(THE PROBLEM)
Using the text below on dualism and abuse, answer these questions, one per line:
1. Which philosopher does the text name as the starting point of the view that we are dualistic?
2. Which culture does it name as still seeing us as one whole being?
3. Where was the ICSA conference held?

Starting with Descartes, philosophy has taken on the view that we are dualistic, that is, we are a body and a mind and that they are somehow separate parts of us. That then raises questions of how the two communicate with each other, which is not the point of my discussion today. We have not always thought of ourselves as being dualistic however. In the past other great thinkers thought of us as one integrated being, and some cultures today, the !Kung among them, still see us as one whole being. This has a profound effect on how we view abuse.
Now, a slight digression to add a framework to my next point.
I went to the recent ICSA conference in Silver Spring, MD. It was a fantastic experience. Overwhelming in some ways, with a ton of information and new experiences. A couple of the sessions were about the legal side of this whole issue, and how the American courts do not acknowledge mental or emotional abuse in the same way that they do physical abuse. If you have proof or witnesses of physical abuse, you have a case. If you spent years in agony, doubt, confusion, stress, you have no legal case to bring the perpetrators to justice. Ah, such is life, no one promised it would be fair, and we move on in our lives, but (and this is a big but in my view) I think we need to validate ourselves and each other that the emotional and mental abuse was just as agonizing and real as any physical abuse. Although we may be denied the social/legal satisfaction of justice, I cannot be thankful enough for those in this field who acknowledge what we have been through.

(INFORMATION)
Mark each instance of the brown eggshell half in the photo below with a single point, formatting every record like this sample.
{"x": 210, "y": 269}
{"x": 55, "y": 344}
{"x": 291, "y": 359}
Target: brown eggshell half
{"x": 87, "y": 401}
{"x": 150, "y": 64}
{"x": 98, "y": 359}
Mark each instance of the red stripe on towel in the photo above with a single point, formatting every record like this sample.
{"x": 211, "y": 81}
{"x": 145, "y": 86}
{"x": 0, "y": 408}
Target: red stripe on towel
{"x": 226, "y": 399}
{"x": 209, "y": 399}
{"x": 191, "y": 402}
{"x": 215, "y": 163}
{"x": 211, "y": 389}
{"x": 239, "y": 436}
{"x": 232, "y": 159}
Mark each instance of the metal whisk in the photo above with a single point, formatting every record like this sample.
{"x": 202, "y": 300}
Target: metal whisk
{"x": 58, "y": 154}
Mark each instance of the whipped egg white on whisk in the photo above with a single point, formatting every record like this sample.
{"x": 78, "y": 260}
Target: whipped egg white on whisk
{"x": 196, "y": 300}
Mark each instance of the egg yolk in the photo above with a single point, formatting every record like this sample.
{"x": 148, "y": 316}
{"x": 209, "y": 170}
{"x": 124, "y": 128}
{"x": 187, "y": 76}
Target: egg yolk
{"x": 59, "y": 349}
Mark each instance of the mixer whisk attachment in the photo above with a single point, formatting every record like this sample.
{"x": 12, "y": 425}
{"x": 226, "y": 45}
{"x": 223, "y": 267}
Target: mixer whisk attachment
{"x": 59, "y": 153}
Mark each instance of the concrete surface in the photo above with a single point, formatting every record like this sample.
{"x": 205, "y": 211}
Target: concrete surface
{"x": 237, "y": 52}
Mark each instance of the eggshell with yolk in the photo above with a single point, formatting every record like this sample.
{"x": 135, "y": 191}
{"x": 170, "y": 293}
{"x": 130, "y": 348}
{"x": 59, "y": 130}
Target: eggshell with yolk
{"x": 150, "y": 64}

(RESPONSE FOR THIS EXERCISE)
1. Descartes
2. The !Kung
3. Silver Spring, MD